Point labeling records:
____________________
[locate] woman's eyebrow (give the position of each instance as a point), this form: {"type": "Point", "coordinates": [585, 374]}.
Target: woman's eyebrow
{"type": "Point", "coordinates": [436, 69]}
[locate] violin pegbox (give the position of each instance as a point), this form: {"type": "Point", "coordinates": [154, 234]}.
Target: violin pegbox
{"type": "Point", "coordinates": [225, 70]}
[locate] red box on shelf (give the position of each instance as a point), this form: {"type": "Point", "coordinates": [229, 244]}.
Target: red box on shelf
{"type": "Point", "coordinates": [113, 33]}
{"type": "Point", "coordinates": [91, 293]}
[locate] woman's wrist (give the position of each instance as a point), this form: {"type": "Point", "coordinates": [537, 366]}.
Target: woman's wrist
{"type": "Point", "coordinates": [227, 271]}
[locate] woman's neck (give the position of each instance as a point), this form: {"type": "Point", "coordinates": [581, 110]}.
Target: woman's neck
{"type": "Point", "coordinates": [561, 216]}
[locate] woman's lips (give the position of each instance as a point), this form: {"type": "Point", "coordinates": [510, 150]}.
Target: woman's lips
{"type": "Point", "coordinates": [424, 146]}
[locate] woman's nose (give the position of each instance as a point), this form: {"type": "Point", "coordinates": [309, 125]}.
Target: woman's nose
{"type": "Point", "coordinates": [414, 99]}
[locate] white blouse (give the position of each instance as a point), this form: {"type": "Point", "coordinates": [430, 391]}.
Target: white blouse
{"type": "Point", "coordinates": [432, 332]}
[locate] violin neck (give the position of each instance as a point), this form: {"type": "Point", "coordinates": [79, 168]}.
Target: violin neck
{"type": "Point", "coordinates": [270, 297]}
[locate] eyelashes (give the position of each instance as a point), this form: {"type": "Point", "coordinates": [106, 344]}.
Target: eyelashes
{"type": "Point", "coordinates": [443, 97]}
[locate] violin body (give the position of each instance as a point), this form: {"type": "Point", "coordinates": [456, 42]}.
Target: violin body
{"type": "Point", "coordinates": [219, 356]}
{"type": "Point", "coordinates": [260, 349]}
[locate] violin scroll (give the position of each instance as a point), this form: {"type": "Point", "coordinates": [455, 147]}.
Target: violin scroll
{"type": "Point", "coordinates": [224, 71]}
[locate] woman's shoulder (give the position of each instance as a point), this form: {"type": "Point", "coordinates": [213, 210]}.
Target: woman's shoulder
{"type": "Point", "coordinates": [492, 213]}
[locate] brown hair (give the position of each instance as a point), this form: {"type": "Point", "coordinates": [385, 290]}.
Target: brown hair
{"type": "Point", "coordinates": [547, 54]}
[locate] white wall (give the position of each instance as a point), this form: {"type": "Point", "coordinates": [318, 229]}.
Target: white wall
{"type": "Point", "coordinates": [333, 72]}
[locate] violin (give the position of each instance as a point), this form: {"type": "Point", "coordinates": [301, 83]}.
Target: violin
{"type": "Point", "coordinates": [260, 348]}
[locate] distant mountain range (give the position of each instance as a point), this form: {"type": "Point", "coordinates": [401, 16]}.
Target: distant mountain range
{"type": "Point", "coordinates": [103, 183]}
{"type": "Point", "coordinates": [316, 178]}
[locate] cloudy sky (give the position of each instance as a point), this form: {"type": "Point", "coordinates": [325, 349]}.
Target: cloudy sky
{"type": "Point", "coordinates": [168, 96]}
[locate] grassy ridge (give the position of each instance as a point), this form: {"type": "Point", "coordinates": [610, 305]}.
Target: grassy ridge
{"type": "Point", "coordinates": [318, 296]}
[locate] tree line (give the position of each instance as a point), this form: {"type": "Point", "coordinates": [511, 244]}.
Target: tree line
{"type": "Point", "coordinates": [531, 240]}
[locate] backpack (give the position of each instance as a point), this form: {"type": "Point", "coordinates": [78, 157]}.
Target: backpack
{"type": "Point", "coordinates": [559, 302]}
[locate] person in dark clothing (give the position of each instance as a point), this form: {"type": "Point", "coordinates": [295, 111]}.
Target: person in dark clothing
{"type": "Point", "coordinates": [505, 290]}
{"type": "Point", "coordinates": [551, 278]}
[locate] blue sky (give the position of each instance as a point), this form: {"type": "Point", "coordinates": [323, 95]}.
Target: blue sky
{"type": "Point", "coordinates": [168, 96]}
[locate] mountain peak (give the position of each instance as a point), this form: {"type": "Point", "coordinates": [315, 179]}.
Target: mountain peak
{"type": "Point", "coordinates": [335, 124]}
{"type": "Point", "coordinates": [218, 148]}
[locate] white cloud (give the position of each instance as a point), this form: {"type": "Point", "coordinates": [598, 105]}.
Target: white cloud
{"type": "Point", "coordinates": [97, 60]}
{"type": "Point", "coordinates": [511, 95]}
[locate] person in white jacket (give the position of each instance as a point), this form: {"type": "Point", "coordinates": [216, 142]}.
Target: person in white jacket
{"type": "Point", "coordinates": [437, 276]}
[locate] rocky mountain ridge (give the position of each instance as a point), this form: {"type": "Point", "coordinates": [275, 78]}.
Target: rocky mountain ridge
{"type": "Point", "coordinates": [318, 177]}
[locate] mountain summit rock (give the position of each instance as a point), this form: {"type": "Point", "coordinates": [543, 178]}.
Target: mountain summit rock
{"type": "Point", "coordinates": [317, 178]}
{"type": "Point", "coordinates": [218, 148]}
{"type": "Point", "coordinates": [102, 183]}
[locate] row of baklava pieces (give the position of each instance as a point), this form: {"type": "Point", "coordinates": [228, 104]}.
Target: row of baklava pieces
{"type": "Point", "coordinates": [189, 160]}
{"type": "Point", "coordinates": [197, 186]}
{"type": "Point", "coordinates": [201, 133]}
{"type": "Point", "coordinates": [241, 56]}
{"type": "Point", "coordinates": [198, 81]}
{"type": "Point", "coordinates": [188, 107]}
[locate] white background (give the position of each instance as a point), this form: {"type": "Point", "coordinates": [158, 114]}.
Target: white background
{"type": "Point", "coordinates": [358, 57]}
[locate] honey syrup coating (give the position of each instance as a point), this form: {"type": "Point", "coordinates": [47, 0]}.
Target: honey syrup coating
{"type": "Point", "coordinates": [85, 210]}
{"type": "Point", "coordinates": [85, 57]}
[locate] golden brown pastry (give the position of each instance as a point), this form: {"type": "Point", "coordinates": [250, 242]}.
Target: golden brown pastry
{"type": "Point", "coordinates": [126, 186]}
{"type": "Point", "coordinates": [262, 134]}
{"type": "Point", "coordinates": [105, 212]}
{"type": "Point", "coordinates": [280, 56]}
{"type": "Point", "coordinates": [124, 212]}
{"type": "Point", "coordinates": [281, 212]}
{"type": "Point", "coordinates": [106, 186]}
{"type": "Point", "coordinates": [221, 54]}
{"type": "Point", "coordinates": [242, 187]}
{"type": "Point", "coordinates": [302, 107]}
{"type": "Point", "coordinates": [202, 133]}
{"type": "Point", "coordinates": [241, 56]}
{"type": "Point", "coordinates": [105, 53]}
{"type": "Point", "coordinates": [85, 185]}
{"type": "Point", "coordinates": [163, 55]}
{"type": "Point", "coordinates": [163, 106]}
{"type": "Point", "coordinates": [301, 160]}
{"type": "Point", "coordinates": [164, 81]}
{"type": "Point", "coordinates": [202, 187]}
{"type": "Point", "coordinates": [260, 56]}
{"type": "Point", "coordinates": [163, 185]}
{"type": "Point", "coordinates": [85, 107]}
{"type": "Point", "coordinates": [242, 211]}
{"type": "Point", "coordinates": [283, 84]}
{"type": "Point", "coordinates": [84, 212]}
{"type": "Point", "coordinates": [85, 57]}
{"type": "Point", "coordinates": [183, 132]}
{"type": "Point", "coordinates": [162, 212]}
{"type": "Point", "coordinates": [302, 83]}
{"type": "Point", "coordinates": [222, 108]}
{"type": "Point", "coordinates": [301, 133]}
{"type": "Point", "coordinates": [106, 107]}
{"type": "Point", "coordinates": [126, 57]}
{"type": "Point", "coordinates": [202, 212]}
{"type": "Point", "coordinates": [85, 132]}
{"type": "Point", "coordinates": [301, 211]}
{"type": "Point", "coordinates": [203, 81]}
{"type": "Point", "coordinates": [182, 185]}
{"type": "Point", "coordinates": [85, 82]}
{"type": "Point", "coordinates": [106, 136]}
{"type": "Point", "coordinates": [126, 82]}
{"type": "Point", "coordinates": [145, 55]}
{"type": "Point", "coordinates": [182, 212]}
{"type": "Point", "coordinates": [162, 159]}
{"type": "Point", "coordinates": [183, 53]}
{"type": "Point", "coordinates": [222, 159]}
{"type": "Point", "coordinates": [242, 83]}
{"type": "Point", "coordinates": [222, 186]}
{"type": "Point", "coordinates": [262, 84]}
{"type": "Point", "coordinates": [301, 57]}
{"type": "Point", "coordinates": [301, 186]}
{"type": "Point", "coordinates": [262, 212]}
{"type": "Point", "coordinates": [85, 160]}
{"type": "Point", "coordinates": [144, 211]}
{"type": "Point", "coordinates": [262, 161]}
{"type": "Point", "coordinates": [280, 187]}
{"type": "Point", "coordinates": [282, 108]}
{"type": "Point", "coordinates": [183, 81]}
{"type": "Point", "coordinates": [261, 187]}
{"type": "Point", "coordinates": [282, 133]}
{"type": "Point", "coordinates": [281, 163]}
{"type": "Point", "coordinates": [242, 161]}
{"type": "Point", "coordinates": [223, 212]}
____________________
▶ _Written task_: Report every line of the records above that contains the string "shelf", copying each line as it appears. Matching is case-sensitive.

▶ _Written answer_:
[locate] red box on shelf (give the position of each instance as a point), this form: {"type": "Point", "coordinates": [229, 244]}.
Target: red box on shelf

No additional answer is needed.